§ Text:
....

Today was a very important, memorable day for our family – the “BIG” family, not just the Papens. My niece Sydney Marie was officially declared the daughter of my sister and her husband. They lifted their right hands, took the oath, answered a couple of mandatory questions, and wam-bam-thank-you-Your-Honor our little Syndey is here for good! It has been a long journey for everyone involved, but we couldn’t be more thrilled to have the little cupcake’s quest for a family end with us! Click here for ALL the photos
Sydney is one of the most amazing babies I’ve ever interacted with – happy, funny, observant, and yet full of life….oh, and never stops dancing and talking! Syndey, I love everything you’ve brought to your family, and can’t wait to see the beautiful person you grow into! Your face lights up the room, and your little giggle is contagious. Be sure to remember that Auntie Missy will always be available for you, and will jump on a plane in a second if you need anything. You’re in my heart forever, and have open access to the deepest well of my love! Welcome to the family, Sissy!

....

§ Data shown:
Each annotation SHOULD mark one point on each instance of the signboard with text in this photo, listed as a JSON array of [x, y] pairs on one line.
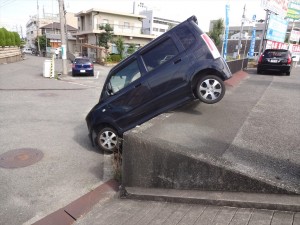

....

§ Required tasks:
- a) Answer these questions about the post on Sydney's adoption:
(i) Which hands did the couple lift when they took the oath?
(ii) According to the post, what two things does Sydney never stop doing?
(iii) What will Auntie Missy do in a second if Sydney needs anything?
- b) Carry on the post about Sydney's adoption past its final sentence.

§ Answers below:
- a)
(i) Their right hands.
(ii) Dancing and talking.
(iii) Jump on a plane.

- b)
That being said…….things didn’t go as smoothly for ME as I had hoped. The trip from Portland to San Jose was more than a bit stressful, and settling into the apartment took a bit more than I thought it would. After a good night’s sleep, we headed out with plenty of time to get to the court house. I arrived at 10:05 am for the 10:30 am ceremony, and walked up to the front entrance. It was there that I was informed that I was at the WRONG courthouse, and needed to drive another few blocks. Ellie and I walked back to the car, as quickly as we could…all the while I was trying to figure out how in the world I would manage to feed yet another street meter with enough quarters to avoid a ticket.
“Mom!!!!!!!! WHERE THE HECK ARE YOU GUYS?!?!? The address Hannah gave me was WRONG!” I yelled over the phone.
“191 N. First St., Darling. I’m looking at the building, and that’s the correct address.”
As I drove past the same building I had just been at, I saw a second building tucked behind it. “Is there a rose garden???” I asked my seemingly imperturbable mother.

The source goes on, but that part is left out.